-- WRITTEN REQUEST --
Please output the lines below as a JSON array of strings, one string per line, skipping any blank lines.

>> Begin RAW RECORDS

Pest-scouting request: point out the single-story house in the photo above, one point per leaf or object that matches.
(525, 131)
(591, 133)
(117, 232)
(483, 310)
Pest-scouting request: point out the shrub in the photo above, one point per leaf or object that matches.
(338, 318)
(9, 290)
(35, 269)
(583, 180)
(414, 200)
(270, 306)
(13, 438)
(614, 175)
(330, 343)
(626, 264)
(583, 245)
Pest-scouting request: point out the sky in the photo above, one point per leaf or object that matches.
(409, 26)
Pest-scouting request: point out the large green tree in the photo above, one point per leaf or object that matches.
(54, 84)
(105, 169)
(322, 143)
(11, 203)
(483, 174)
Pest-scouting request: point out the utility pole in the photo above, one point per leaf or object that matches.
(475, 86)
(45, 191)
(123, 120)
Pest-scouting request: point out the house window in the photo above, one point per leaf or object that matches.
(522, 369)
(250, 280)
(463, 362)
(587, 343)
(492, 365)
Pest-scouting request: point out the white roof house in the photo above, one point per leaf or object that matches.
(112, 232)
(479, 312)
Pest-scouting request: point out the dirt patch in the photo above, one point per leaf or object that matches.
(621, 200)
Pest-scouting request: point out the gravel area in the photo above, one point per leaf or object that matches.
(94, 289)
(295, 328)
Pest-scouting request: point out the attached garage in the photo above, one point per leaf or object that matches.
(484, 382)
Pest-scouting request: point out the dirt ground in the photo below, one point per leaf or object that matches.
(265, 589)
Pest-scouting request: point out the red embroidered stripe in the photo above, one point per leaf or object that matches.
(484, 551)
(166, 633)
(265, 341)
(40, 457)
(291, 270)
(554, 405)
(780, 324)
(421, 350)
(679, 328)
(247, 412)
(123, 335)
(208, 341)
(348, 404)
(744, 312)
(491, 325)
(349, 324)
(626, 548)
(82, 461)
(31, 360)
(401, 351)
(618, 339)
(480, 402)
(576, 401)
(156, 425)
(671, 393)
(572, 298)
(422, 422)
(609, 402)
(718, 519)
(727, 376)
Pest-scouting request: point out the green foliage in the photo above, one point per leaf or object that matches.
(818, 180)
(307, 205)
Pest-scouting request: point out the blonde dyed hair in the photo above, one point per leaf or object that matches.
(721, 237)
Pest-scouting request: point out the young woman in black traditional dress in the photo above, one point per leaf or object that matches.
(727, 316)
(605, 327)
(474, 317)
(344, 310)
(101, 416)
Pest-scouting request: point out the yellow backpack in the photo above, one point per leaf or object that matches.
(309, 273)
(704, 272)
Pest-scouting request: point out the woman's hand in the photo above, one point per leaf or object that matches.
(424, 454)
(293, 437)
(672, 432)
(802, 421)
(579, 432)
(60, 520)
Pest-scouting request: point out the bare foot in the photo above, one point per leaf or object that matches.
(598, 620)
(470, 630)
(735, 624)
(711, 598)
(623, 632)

>> End RAW RECORDS

-- RESULT FOR THIS EXERCISE --
[
  "Pest-scouting request: point out the single-story house in the photo above, one point per leaf or object that matches.",
  "(525, 131)",
  "(591, 133)",
  "(117, 232)",
  "(483, 310)",
  "Pest-scouting request: point out the shrub in the photo above, one point per leaf or object that matches.",
  "(338, 318)",
  "(9, 290)",
  "(35, 269)",
  "(583, 180)",
  "(414, 200)",
  "(270, 306)",
  "(13, 438)",
  "(614, 175)",
  "(330, 343)",
  "(626, 264)",
  "(583, 245)",
  "Pest-scouting request: point out the sky in the photo above, one point per leaf or object that matches.",
  "(409, 26)",
  "Pest-scouting request: point out the large green tree in the photo above, one point per leaf or object that matches.",
  "(54, 84)",
  "(105, 169)",
  "(322, 143)",
  "(11, 203)",
  "(483, 174)",
  "Pest-scouting request: point out the utility pole in the photo above, one point per leaf or object that matches.",
  "(475, 86)",
  "(45, 191)",
  "(123, 120)",
  "Pest-scouting request: point out the house window in the photo above, one point per leaf or object that matches.",
  "(522, 369)",
  "(250, 280)",
  "(463, 362)",
  "(587, 343)",
  "(492, 365)",
  "Pest-scouting request: point out the white roof house in the photo above, one point per leaf or object that matches.",
  "(112, 232)",
  "(479, 312)",
  "Pest-scouting request: point out the dirt patch in the photo above, one point per leaf or object that matches.",
  "(621, 200)",
  "Pest-scouting request: point out the gravel area in the photo above, one point per leaf or object that matches.",
  "(94, 289)",
  "(295, 328)",
  "Pest-scouting request: point out the attached garage in the photo above, one point per leaf or object that matches.",
  "(484, 382)",
  "Pest-scouting request: point out the dirt ground in the photo below, one point per leaf or object that matches.",
  "(265, 589)",
  "Pest-scouting request: point out the red embroidered stripe in the photo above, one point per leaf or object that matches.",
  "(484, 551)",
  "(166, 633)",
  "(265, 341)",
  "(40, 457)",
  "(291, 270)",
  "(554, 405)",
  "(780, 324)",
  "(421, 350)",
  "(679, 328)",
  "(247, 412)",
  "(123, 335)",
  "(208, 341)",
  "(348, 404)",
  "(744, 312)",
  "(491, 325)",
  "(349, 324)",
  "(626, 548)",
  "(82, 461)",
  "(31, 360)",
  "(401, 351)",
  "(618, 339)",
  "(480, 402)",
  "(576, 401)",
  "(156, 425)",
  "(671, 393)",
  "(572, 298)",
  "(422, 422)",
  "(609, 402)",
  "(718, 519)",
  "(727, 376)",
  "Pest-scouting request: point out the green foliage in the photo above, one point per leaf or object that matches.",
  "(818, 180)",
  "(307, 205)",
  "Pest-scouting request: point out the blonde dyed hair in the photo above, one point per leaf or object that matches.",
  "(721, 237)",
  "Pest-scouting request: point out the young woman in black traditional dress in the photo above, one point per leaf or object that matches.",
  "(727, 316)",
  "(605, 327)",
  "(474, 317)",
  "(344, 310)",
  "(101, 416)",
  "Pest-scouting request: point out the yellow backpack in the photo above, one point per leaf or object that matches.",
  "(309, 273)",
  "(704, 272)",
  "Pest-scouting request: point out the woman's hand in the photo above, one point per leaf or object that matches.",
  "(424, 454)",
  "(293, 437)",
  "(672, 432)",
  "(802, 421)",
  "(579, 432)",
  "(60, 520)",
  "Pest-scouting request: point out the bare foot in the photo above, one point per leaf or object that matches.",
  "(598, 620)",
  "(470, 630)",
  "(735, 624)",
  "(711, 598)",
  "(623, 632)"
]